● **Your instructions**
According to the passage on special liquor subsidies, from what date is the special subsidy limited to roadside inns not connected to mains power?

● **Extract provided**
########################################

Under arrangements made following a High Court decision in August 1997, special liquor subsidies have been available to certain liquor outlets, classified as clubs and roadside inns, as a means of preserving the concessional tax treatment previously enjoyed by these outlets.

About 100 such outlets are entitled to claim the special subsidy. Four categories of special subsidy operate to reflect the differing tax treatment which previously applied to clubs (the tax rates varied according to the amount of alcohol purchased) and roadside inns (the tax rates depended on whether the inn had access to government utilities or not). The subsidy is calculated by reference to the amount of wholesale sales tax borne by the outlet on their purchases of alcohol.

For small, medium and large sized clubs, the annual average subsidy is about $1 300, $3 440 and $8 160 respectively.

From 1 July 1999, the special subsidy will be limited to roadside inns which are not connected to mains power, and will cease for other outlets. For roadside inns, this preserves the original intent of providing assistance to outlets operating without the benefit of mains electricity, generally in remote areas. For clubs, the removal of the concessional treatment restores the competitive balance with other liquor outlets.

It is anticipated that this measure will affect approximately 75 outlets and provide annual savings to the government of $0.45M.

The general liquor subsidy that is available to wholesalers in respect of low-strength liquor is not affected by these changes.

Introduction of "Revenue Units"

Existing fees and charges are established under a wide range of statutes administered by many agencies. This has created a number of anomalies where fee and charge levels have not been consistently updated.

As part of a broad reform of fees and charges, Territory fees and charges will, where appropriate, be represented as a "revenue unit" to replace the existing monetary amounts. That is, those fees and charges will be expressed as a number of revenue units in the various statutes, and the value of a revenue unit will be ascribed in separate legislation.

########################################

● **Records provided**

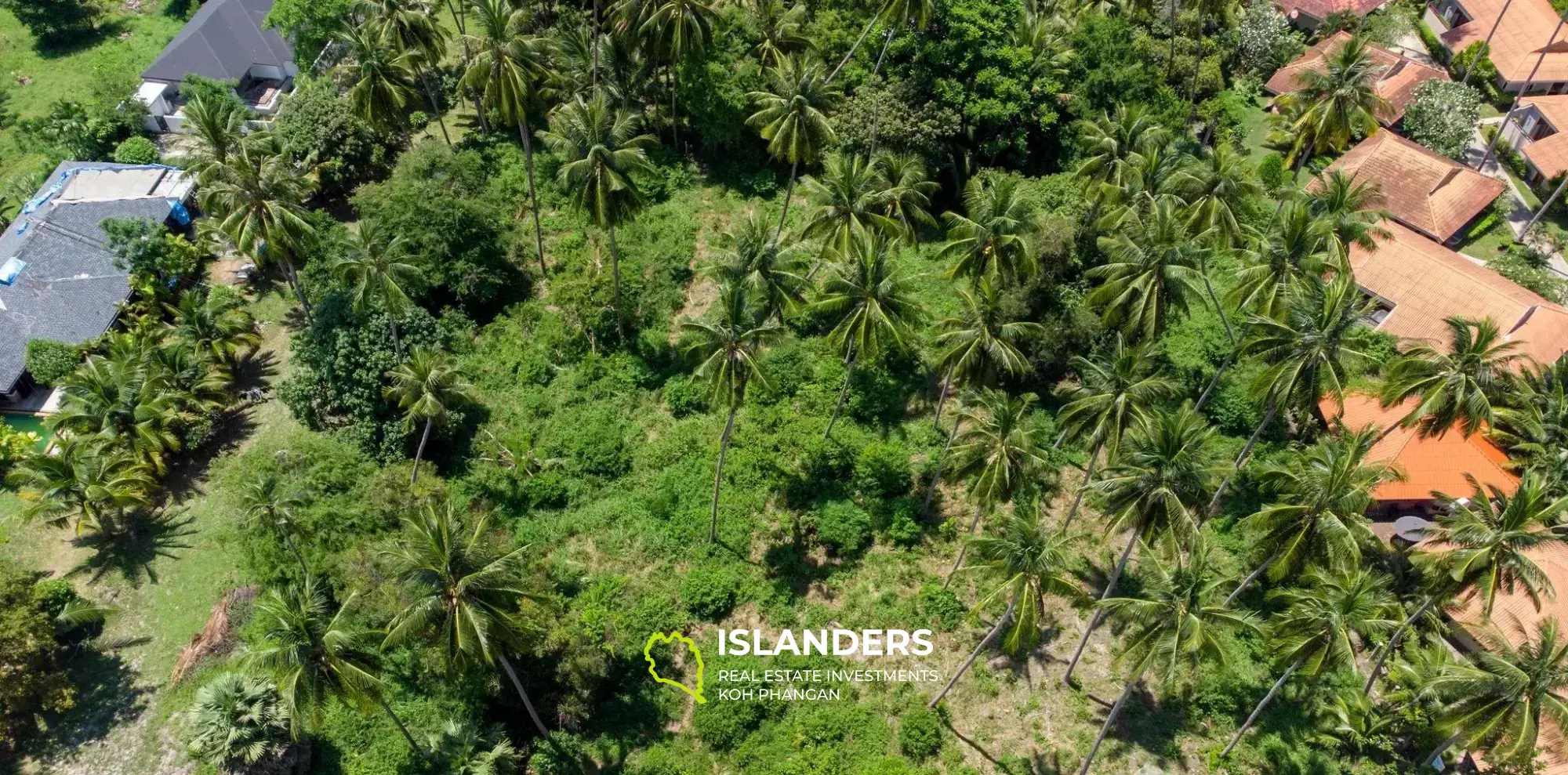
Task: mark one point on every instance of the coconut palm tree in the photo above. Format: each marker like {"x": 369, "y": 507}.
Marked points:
{"x": 270, "y": 504}
{"x": 871, "y": 305}
{"x": 1174, "y": 625}
{"x": 728, "y": 349}
{"x": 1022, "y": 562}
{"x": 84, "y": 482}
{"x": 1315, "y": 634}
{"x": 238, "y": 722}
{"x": 996, "y": 234}
{"x": 380, "y": 76}
{"x": 793, "y": 117}
{"x": 1319, "y": 515}
{"x": 427, "y": 388}
{"x": 1155, "y": 488}
{"x": 1152, "y": 270}
{"x": 460, "y": 592}
{"x": 1456, "y": 388}
{"x": 1307, "y": 353}
{"x": 313, "y": 653}
{"x": 996, "y": 452}
{"x": 1335, "y": 104}
{"x": 1517, "y": 684}
{"x": 600, "y": 151}
{"x": 1114, "y": 393}
{"x": 509, "y": 63}
{"x": 376, "y": 273}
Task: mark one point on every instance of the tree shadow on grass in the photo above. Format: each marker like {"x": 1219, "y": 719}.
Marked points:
{"x": 131, "y": 554}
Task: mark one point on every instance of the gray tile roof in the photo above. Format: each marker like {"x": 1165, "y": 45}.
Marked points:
{"x": 222, "y": 42}
{"x": 71, "y": 289}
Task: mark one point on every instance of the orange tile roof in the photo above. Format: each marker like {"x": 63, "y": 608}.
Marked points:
{"x": 1429, "y": 465}
{"x": 1520, "y": 38}
{"x": 1425, "y": 190}
{"x": 1398, "y": 82}
{"x": 1550, "y": 154}
{"x": 1428, "y": 283}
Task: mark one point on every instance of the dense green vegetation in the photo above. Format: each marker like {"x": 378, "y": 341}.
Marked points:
{"x": 1003, "y": 319}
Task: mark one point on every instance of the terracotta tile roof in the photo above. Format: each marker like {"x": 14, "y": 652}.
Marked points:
{"x": 1398, "y": 84}
{"x": 1425, "y": 190}
{"x": 1519, "y": 42}
{"x": 1428, "y": 283}
{"x": 1321, "y": 9}
{"x": 1429, "y": 465}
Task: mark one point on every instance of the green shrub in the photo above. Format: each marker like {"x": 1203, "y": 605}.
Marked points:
{"x": 843, "y": 526}
{"x": 53, "y": 361}
{"x": 920, "y": 733}
{"x": 137, "y": 151}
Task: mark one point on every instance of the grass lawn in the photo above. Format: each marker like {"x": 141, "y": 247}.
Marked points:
{"x": 112, "y": 59}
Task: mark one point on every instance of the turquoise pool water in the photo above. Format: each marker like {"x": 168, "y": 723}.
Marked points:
{"x": 29, "y": 422}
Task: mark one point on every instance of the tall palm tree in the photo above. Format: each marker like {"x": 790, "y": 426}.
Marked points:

########################################

● **Output of the exercise**
1 July 1999